Problem to solve
Write out every record exactly as it appears. Skip the pictures.
Task material: Begin
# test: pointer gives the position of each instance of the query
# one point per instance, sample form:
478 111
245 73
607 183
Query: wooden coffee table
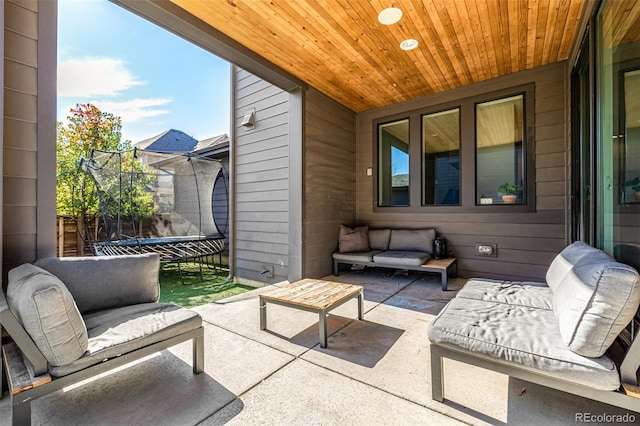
313 296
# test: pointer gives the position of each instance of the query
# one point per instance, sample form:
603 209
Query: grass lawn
195 292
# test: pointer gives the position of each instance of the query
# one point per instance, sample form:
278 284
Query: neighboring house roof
174 140
400 180
211 146
171 140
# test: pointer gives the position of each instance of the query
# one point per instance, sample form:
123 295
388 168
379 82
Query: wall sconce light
249 119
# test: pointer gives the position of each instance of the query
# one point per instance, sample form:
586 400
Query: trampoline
157 202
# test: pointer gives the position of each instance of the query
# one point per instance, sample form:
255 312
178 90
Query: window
393 164
463 155
499 154
441 158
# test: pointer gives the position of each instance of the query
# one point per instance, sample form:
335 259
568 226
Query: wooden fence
71 236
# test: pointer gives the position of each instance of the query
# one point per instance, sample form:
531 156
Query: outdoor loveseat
404 249
74 318
556 334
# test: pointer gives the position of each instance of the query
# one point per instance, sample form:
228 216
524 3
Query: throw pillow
352 240
47 311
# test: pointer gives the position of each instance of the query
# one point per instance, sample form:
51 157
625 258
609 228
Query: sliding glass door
617 164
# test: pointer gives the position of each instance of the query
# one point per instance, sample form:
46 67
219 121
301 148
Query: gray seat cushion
379 239
412 240
522 335
364 257
402 258
122 330
116 281
47 311
594 302
565 261
353 239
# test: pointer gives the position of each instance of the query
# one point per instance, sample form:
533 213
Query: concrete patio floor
374 371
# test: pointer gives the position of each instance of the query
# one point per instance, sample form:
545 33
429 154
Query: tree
91 129
88 128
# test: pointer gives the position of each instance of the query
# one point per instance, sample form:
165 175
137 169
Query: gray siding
28 148
330 179
527 242
261 180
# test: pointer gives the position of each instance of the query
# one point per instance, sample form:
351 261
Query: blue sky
127 66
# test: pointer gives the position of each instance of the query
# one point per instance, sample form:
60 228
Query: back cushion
46 310
563 262
106 282
594 302
412 240
379 239
353 239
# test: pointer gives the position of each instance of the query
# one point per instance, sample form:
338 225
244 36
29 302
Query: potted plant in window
635 187
509 192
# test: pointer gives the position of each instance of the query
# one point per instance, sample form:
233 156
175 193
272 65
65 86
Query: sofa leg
437 379
21 413
198 354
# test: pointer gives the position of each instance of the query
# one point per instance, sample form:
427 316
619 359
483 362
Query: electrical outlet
486 249
267 271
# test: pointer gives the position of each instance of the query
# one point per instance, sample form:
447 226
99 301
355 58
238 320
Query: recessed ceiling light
390 15
409 44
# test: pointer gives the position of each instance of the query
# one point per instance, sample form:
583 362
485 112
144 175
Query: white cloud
94 76
135 109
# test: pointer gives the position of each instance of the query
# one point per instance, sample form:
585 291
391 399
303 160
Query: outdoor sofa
74 318
404 249
556 334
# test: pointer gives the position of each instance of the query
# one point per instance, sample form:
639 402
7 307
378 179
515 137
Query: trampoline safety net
155 202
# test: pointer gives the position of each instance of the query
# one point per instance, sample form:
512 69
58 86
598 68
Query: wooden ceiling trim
532 19
315 51
338 46
499 32
445 25
365 48
573 20
428 51
427 26
541 22
378 38
425 58
513 11
521 42
625 33
561 22
552 17
478 57
484 38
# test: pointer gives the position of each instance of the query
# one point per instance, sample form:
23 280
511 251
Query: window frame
467 108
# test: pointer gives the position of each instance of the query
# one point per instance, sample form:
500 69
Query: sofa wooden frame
28 360
619 398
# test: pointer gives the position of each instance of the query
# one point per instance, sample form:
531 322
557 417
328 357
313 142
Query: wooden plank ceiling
340 48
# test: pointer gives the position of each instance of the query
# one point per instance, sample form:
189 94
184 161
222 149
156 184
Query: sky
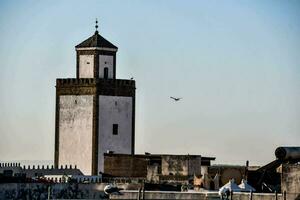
236 64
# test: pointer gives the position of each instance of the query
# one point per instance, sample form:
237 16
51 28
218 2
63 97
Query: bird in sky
175 98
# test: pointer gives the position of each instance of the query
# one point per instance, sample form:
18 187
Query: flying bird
175 98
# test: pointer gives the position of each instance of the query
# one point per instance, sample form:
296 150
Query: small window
115 129
105 72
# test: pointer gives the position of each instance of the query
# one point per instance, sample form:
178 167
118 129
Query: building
156 168
95 112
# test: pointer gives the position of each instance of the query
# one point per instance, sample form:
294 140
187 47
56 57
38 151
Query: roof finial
96 26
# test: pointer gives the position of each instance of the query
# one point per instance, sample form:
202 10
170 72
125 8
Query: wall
125 166
86 66
114 110
227 172
57 191
106 61
193 195
181 165
75 131
290 180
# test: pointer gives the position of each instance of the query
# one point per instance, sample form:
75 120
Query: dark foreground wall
290 180
57 191
192 195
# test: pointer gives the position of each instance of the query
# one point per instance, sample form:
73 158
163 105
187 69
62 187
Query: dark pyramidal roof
96 41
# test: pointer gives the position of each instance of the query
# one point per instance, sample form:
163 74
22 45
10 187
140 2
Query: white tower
95 112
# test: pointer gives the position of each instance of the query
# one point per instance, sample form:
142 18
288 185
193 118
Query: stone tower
95 112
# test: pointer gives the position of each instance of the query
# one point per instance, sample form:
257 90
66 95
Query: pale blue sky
235 63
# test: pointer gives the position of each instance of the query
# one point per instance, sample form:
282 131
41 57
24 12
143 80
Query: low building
156 167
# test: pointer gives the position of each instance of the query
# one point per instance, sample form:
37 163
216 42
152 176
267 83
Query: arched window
105 72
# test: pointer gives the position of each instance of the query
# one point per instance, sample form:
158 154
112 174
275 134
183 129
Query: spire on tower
96 26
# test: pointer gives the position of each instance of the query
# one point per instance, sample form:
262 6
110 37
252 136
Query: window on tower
106 72
115 129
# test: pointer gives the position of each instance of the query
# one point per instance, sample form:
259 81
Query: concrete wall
193 195
290 180
181 165
114 110
57 191
106 61
86 66
75 131
227 172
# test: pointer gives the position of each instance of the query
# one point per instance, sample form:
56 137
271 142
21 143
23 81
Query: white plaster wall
75 131
106 61
86 66
114 110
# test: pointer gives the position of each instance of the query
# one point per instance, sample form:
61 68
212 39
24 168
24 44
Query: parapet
93 81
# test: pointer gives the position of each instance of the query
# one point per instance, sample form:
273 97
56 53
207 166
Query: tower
95 112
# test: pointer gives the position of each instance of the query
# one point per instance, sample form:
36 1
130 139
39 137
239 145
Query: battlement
93 81
5 165
35 167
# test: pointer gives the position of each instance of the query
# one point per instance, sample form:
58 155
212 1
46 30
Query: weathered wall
86 66
125 166
57 191
106 61
193 195
227 172
181 165
114 110
75 131
290 180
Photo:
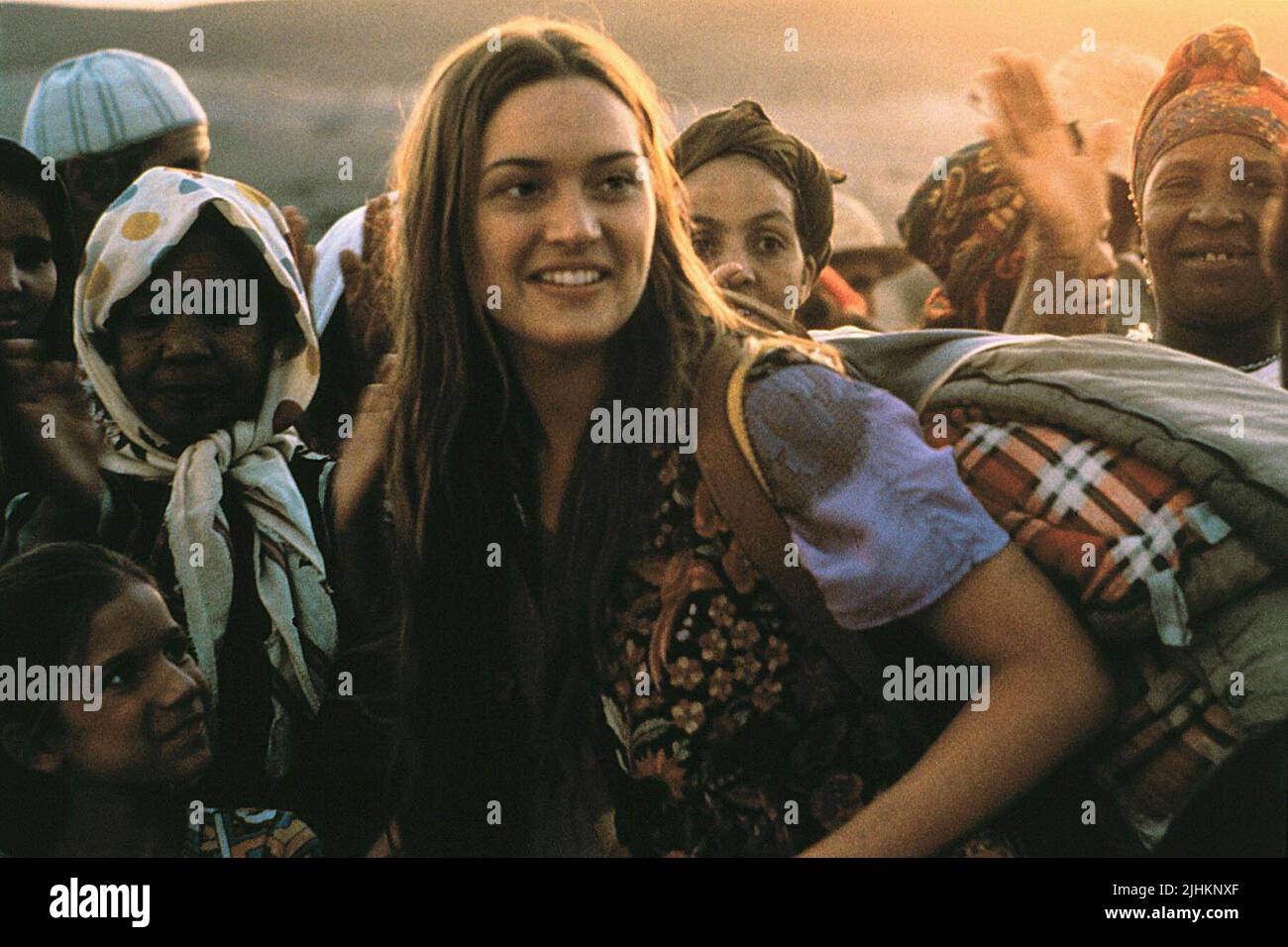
Task material: End
Output below
# test: pointer gives the position of each instance of the query
# one point per instance, sample form:
478 111
245 73
607 183
Query: wooden coffee table
313 296
# test: pointer gives the position of each instance of the query
# one point per instance, sample form:
603 209
Query: grass lawn
195 292
# test: pointer gives the position of each instance of the query
# one point per instance, sample form:
278 284
Query: neighboring house roof
174 140
400 180
211 146
171 140
# test: pointer gives the position of each instance of the query
# one point per instance, sample form:
123 295
388 168
379 82
Query: wall sconce light
249 119
# test: pointer gives the position of each instance of the query
# one point per instance, sample form:
586 400
Query: trampoline
157 202
# test: pointer gives the position of each instance of the query
# one point per instance, sample form:
255 312
178 90
Query: window
393 164
463 155
499 154
441 158
# test: pointer gives the position of each instance of the query
# one point per instance, sample form:
335 259
568 226
Query: wooden fence
71 236
# test: pointer gives the position of each instance of the query
# one point per instance, sample form:
531 156
Query: outdoor loveseat
404 249
74 318
556 334
# test: pointer gives the position of each instance of the query
# one point per instance, sample form:
228 216
524 3
Query: throw pillow
352 240
47 311
# test: pointer gives the position of each instance of the query
# one point per instance, sample form:
51 157
625 258
609 228
Query: sliding glass door
617 164
# test: pointer gives the position of each instance of the query
# one point per instance, sample form:
46 67
219 121
301 148
Query: gray seat cushion
379 239
412 240
522 335
364 257
402 258
122 330
116 281
47 311
594 302
565 261
353 239
# test: pointer gives the position of each instance of the query
# one point per instance, sample form:
533 213
Query: concrete patio floor
374 371
# test: pointer gives the position of each instance of the query
# one point per instance, sample form:
545 33
429 154
Query: tree
91 129
88 128
# test: pointer gives the position of each instance of the query
# one point per instance, sample form:
165 175
137 169
Query: gray siding
28 148
330 179
527 242
261 180
# test: pointer gives the position of each instance of the query
# one point per instance, sample form:
351 261
Query: blue sky
127 66
# test: pointer gives the position of each instance of the query
# one point per instance, sample form:
60 228
Query: back cushion
46 310
563 262
106 282
594 302
412 240
379 239
353 239
# test: pointer gives the position of each instance of the query
# one point per instance, sample form:
338 225
244 36
29 302
Query: potted plant in window
635 187
509 192
# test: pointer gives the position of each instance of the query
# one point per instance, sample form:
233 156
175 193
272 65
65 86
Query: sofa leg
437 379
21 413
198 354
# test: pointer gives the position of each instance of the query
# one point per instance, sample form:
427 316
619 359
483 362
Query: electrical outlet
486 249
267 271
# test: pointer gives the position of each instance of the query
# one point per instance, sample form:
447 226
99 301
355 58
238 320
Query: recessed ceiling light
390 15
409 44
# test: pointer gives the position of each instance of the query
# one point per instance, sample form:
583 362
485 112
144 175
Query: white cloud
94 76
135 109
# test: pointer gives the position of each instance of the query
# one point per instance, sample form:
585 291
391 399
303 160
Query: outdoor sofa
74 318
404 249
556 334
# test: pointer gives the position of each instance of the query
# one point per instance, sample form:
639 402
7 307
378 179
515 137
Query: trampoline safety net
155 202
# test: pointer gives the position of each instance of the query
# one point per instance, sample form:
512 69
58 86
598 68
Query: wooden ceiling trim
532 19
315 51
338 46
499 32
445 25
365 48
573 20
428 51
427 26
541 22
378 38
425 58
513 11
521 42
625 33
561 22
552 17
478 57
484 38
# test: pointer gives the position of each instance of the query
# one point per instance, sample form:
23 280
511 251
Query: window frame
467 108
# test: pointer gives the position of each instance of the query
# one point per instance, sample form:
500 69
Query: sofa wooden frame
28 360
619 398
# test: pointer gives the position of each instance of the query
# one point per instance, sample form:
531 322
557 417
328 357
313 142
Query: wooden plank ceiling
340 48
# test: pointer gives the position of each instance of the query
# one point per instance, sample form:
189 94
184 161
222 149
156 184
Query: sky
236 64
# test: pointer gives the position of each instance of the query
# one point per instance, sample form:
237 16
51 28
218 2
63 97
Query: bird in sky
175 98
# test: pointer gives the position of each instance of the query
# one point per instance, sample form:
18 187
Query: flying bird
175 98
# test: pointer gives the position of each instance of the query
# one point per instance, sample form:
296 150
Query: small window
115 129
105 72
# test: pointer gives the position of each instance of the query
# one point per instance, sample form:
178 167
118 129
Query: building
156 168
95 112
# test: pointer gives the position of each instance of the query
# one point per instance, sample form:
294 140
187 47
56 57
38 151
Query: roof finial
96 26
# test: pointer gives the position of each instance of the query
# one point per instance, sample form:
202 10
170 72
125 8
Query: wall
125 166
86 66
114 110
227 172
57 191
106 61
193 195
181 165
75 131
290 180
# test: pointer gives the position of each instance of the query
# one point per instance, sample form:
75 120
Query: dark foreground wall
290 180
57 191
192 195
# test: pointer gives the position of each instance of the query
# one point per instance, sample form:
73 158
163 105
187 69
62 187
Query: dark pyramidal roof
96 41
# test: pointer gives the position of each instance of the query
# one point per instance, sample form:
163 74
22 45
10 187
140 2
Query: white tower
95 112
# test: pointer gives the position of each instance of the query
# one point per instance, sample form:
142 18
288 185
193 118
Query: stone tower
95 112
# test: pointer gives the position of each instance of the query
# one point per instance, sample form:
257 90
66 95
Query: pale blue sky
235 63
# test: pointer gives the position of each instance of the query
# one point per instance, sample form:
282 131
41 57
24 12
143 80
Query: low building
156 167
# test: pointer gives the position of each instance of the query
# one point per instance, sample form:
37 163
216 42
152 176
267 83
Query: arched window
105 72
# test: pointer gives the position of each instance of the query
# one point per instance, sample form:
158 154
112 174
275 134
183 129
Query: spire on tower
96 26
# test: pointer gives the position of each instance of the query
# one point per instance, sample form:
262 6
110 37
252 136
Query: window on tower
106 72
115 129
# test: pointer gives the position of each instance of the query
# one point per instance, sample form:
259 81
Query: concrete wall
193 195
290 180
181 165
114 110
57 191
106 61
86 66
75 131
227 172
# test: pointer gives the position of each instance of the query
# one point per instance, sample form:
56 137
271 142
21 143
23 81
Query: white plaster wall
75 131
106 61
86 66
114 110
# test: pointer gives the position of each instance of the query
# one point per instance, sample form:
61 68
212 39
24 168
24 44
Query: parapet
93 81
# test: pointer gives the position of each instance of the query
# one point per instance, sample form:
273 97
56 53
207 166
Query: tower
95 112
# test: pointer gives the position of each instance of the query
# one point per instance, sample form:
36 1
130 139
39 137
239 145
Query: battlement
93 81
5 165
35 167
# test: pointer gives the position of each instance of the query
# one point per instance, sample form:
58 155
212 1
46 30
Query: weathered wall
86 66
125 166
57 191
106 61
193 195
227 172
181 165
114 110
75 131
290 180
Photo:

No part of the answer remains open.